# EXCERPTED PASSAGE
Earlier in the pandemic, statistician David Spiegelhalter criticized the government for ‘number theatre’: a barrage of (often questionable) numbers that confused as much as clarified. At Saturday’s press conference, viewers were hit by a form of ‘chart theatre’, with too many charts in too short a time (16 slides in 12 minutes) making the presentation difficult to follow.

The government would have been better off starting with the most important points it wanted to convey, choosing a more limited selection of charts that made those points, structuring the presentation more clearly and then presenting the supporting evidence.

The charts used by the government were confusing and crowded

One of the biggest problems on Saturday was that, for anyone watching on the BBC at least, most of the charts were cut off in some way, losing titles, labels and data, and making them difficult to read.

But there were other problems. Some of the charts were too cluttered, making them too busy to convey their messages as clearly as they could have done. As we tell everyone who does data training at the Institute, you would not throw letters onto a page and hope they fall in perfectly constructed sentences – the same is true of throwing numbers into a chart. You need to think about how it looks – and some of the government’s charts were ugly, with colour choices questionable, and labels and titles unclear or sometimes absent.

# SUPPLIED MATERIAL

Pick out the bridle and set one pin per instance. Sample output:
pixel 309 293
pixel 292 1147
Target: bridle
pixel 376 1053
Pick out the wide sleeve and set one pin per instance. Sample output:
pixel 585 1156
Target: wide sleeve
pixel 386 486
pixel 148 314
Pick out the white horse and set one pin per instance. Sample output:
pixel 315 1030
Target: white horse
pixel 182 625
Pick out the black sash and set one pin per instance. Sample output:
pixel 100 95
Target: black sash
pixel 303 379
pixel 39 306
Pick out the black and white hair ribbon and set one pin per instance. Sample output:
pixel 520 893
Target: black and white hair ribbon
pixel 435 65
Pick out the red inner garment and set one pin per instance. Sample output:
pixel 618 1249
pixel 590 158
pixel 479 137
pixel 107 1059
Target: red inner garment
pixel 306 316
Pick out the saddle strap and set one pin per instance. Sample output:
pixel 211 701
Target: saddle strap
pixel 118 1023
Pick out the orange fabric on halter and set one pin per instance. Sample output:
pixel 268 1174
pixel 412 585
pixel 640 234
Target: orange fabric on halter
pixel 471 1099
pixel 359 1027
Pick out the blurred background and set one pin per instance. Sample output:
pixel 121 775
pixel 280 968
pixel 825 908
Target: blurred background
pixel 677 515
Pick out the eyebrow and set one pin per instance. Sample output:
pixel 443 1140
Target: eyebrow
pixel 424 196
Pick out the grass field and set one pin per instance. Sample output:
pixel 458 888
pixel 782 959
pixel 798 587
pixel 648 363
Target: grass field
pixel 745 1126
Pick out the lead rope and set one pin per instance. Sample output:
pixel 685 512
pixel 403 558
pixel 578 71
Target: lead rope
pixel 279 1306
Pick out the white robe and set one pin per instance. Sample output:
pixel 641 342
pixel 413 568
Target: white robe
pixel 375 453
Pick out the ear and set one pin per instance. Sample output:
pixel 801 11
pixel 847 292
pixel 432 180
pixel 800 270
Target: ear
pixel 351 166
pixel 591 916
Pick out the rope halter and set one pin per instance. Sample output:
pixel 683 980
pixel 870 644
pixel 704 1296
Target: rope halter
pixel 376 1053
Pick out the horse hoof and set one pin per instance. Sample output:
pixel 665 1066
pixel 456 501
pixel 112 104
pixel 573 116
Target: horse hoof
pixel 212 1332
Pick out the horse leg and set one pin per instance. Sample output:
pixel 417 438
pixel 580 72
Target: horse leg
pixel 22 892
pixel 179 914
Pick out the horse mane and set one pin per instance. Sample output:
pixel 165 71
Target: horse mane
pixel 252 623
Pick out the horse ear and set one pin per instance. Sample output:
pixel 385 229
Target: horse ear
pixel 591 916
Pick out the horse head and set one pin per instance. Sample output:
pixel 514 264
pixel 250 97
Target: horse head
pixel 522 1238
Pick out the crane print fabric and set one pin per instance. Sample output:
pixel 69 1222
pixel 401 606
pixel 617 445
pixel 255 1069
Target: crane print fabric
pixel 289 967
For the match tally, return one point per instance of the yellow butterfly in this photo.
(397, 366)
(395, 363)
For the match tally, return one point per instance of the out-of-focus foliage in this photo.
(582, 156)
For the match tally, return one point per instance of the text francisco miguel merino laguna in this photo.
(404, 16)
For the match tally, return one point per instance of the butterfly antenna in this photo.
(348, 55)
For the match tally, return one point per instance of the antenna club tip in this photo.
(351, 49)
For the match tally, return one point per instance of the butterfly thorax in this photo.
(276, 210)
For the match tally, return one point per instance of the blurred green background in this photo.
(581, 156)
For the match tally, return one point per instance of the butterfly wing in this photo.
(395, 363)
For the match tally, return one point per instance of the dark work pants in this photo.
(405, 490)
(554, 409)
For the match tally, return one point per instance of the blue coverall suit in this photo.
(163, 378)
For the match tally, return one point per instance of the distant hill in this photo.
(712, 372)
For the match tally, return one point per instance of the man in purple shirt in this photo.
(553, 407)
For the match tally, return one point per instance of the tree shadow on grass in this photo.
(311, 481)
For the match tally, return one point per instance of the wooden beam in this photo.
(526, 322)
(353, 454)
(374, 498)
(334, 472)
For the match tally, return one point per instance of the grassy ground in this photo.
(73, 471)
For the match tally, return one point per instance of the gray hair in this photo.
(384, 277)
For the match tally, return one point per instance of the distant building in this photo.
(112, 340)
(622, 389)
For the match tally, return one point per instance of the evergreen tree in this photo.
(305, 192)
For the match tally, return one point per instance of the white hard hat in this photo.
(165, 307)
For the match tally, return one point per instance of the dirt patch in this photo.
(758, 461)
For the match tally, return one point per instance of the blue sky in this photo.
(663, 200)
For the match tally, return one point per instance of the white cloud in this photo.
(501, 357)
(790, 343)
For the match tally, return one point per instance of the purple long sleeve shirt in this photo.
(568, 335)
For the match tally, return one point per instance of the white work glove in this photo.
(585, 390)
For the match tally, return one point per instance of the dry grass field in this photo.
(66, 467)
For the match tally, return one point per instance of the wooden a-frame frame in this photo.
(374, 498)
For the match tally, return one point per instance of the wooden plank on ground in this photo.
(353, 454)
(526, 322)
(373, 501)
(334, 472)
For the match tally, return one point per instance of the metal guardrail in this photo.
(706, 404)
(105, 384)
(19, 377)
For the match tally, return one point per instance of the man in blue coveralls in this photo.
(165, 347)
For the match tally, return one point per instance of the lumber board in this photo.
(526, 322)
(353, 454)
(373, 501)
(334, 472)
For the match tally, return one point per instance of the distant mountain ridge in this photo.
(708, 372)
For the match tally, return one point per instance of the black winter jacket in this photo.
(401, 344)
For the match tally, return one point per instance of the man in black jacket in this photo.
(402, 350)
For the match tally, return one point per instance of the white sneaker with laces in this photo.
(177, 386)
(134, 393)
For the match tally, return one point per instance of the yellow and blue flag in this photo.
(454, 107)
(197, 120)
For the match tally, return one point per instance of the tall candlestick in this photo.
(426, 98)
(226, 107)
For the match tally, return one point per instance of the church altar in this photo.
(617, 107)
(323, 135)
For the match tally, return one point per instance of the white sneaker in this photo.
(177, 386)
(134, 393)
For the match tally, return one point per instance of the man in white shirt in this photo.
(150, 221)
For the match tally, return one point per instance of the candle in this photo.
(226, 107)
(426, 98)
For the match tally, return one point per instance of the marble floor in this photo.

# THINGS TO DO
a) Decide whether each statement agrees with the passage about the government's charts. Answer yes or no, and quote the words from the passage that settle it.
(i) The press conference showed 16 slides in 12 minutes.
(ii) For BBC viewers, the charts were shown in full.
(iii) David Spiegelhalter criticized the government for "chart theatre."
b) Answer these questions using the passage about the government's charts.
(i) On what day was the press conference held?
(ii) What did the charts lose when they were cut off?
(iii) What would you not throw onto a page and hope they fall into perfectly constructed sentences?
c) Duplicate the stretch of the passage about the government's charts from "Earlier in the" through "difficult to follow.".
The lines have nothing to do with the passage.

# RESPONSES TO THE TASKS
a)
(i) Yes: "16 slides in 12 minutes"
(ii) No: "for anyone watching on the BBC at least, most of the charts were cut off in some way"
(iii) No: "criticized the government for ‘number theatre’"

b)
(i) Saturday
(ii) Titles, labels and data
(iii) Letters

c)
Earlier in the pandemic, statistician David Spiegelhalter criticized the government for ‘number theatre’: a barrage of (often questionable) numbers that confused as much as clarified. At Saturday’s press conference, viewers were hit by a form of ‘chart theatre’, with too many charts in too short a time (16 slides in 12 minutes) making the presentation difficult to follow.